-------- SUPPLIED RECORDS --------

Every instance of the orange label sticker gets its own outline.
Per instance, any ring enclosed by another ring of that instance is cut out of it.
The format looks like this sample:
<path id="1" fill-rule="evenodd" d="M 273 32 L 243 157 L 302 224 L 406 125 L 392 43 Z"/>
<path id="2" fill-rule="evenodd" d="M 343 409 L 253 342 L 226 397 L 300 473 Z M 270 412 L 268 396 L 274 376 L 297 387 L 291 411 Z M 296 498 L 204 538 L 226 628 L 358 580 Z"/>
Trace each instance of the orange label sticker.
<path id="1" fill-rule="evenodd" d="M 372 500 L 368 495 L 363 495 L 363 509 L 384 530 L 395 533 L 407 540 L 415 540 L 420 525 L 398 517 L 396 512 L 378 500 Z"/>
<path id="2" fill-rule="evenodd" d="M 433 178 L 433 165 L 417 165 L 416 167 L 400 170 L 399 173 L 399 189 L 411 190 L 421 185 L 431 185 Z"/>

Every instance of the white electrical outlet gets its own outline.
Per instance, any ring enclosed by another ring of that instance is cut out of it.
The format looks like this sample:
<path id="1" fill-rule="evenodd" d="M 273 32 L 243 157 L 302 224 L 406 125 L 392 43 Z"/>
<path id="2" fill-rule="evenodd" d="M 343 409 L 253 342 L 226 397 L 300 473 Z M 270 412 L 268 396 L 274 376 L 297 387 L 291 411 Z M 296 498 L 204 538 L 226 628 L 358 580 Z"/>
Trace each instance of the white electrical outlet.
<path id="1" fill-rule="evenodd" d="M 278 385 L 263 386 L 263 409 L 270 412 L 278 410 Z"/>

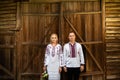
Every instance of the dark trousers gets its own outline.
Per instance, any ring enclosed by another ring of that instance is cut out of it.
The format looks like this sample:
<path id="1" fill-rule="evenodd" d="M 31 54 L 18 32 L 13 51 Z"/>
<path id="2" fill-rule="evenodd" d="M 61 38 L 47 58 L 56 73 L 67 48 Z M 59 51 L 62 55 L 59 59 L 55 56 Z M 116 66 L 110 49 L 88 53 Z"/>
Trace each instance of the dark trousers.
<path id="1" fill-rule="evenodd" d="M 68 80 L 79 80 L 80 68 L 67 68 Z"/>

--------
-------- SUPPLIED RECORDS --------

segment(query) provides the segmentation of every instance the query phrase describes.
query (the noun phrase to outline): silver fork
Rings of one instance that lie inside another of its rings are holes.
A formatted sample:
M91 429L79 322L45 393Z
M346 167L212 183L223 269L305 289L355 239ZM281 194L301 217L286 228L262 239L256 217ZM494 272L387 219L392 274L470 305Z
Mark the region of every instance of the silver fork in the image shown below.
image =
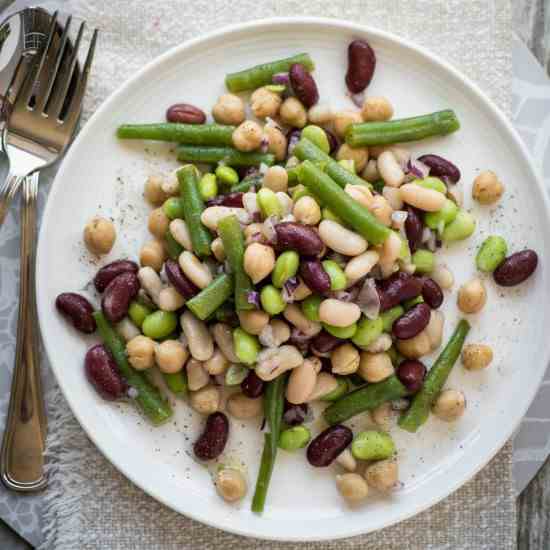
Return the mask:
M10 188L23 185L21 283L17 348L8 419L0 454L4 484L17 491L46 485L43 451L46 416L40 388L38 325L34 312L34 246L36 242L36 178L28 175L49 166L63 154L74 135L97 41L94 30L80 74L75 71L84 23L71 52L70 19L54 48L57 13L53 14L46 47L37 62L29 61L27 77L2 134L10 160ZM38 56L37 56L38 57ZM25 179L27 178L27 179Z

--------
-------- SUPPLIED RECORDS --------

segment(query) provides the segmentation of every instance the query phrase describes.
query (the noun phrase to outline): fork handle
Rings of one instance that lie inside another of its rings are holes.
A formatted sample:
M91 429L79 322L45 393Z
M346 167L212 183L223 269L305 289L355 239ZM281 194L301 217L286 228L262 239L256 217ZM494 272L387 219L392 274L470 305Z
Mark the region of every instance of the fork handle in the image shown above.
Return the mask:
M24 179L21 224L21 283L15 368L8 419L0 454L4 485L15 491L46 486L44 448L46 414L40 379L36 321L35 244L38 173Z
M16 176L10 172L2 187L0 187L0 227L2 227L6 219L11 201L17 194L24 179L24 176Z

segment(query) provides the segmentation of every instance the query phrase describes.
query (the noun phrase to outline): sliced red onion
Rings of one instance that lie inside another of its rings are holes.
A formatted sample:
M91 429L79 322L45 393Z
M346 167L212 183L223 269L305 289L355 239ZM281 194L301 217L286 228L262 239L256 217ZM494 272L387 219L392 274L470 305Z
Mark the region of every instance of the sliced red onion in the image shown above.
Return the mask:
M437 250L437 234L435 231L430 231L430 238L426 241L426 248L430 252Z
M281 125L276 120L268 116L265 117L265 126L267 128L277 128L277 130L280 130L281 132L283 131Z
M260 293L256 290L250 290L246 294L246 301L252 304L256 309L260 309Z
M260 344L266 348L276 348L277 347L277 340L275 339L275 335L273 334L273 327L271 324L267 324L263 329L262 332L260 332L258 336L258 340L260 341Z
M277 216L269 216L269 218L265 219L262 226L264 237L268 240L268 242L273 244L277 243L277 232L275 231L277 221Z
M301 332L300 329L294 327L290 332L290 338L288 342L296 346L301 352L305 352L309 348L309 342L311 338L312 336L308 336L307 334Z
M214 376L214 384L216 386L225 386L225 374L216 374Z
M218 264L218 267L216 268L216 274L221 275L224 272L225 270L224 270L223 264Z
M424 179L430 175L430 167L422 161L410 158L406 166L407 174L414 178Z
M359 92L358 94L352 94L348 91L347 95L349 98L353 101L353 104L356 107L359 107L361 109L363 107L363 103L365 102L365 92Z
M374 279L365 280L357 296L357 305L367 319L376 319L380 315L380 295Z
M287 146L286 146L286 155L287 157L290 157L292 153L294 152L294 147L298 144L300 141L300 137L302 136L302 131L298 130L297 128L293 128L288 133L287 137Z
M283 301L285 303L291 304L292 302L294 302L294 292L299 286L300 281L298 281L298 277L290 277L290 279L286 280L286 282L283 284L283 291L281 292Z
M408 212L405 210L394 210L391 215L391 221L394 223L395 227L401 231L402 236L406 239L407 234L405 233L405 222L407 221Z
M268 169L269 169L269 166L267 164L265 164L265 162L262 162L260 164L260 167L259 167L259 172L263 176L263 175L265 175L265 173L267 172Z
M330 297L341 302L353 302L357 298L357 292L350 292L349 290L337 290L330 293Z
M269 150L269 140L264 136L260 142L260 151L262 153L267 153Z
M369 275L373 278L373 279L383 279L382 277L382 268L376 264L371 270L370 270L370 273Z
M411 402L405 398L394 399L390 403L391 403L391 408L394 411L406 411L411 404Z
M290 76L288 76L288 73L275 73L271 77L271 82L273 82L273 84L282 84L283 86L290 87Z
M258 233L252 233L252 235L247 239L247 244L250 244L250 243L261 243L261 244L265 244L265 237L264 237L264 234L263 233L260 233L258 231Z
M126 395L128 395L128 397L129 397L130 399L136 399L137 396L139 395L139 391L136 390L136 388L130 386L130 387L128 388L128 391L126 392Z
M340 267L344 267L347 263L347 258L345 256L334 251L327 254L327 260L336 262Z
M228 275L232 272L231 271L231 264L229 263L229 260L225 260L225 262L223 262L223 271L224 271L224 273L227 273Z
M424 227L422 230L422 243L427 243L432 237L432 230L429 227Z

--------

**TRY IT**
With the pictures left out, write out exactly the lines above from the one containing "Trace each instance of the white" through the one containing "31 54 L 18 32".

**RESPONSE AREA**
Trace each instance of the white electrical outlet.
<path id="1" fill-rule="evenodd" d="M 278 385 L 263 386 L 263 409 L 270 412 L 278 410 Z"/>

Every instance of the dark trousers gets its own outline.
Per instance, any ring enclosed by another ring of that instance is cut out of it.
The format looks like this sample:
<path id="1" fill-rule="evenodd" d="M 31 54 L 18 32 L 13 51 Z"/>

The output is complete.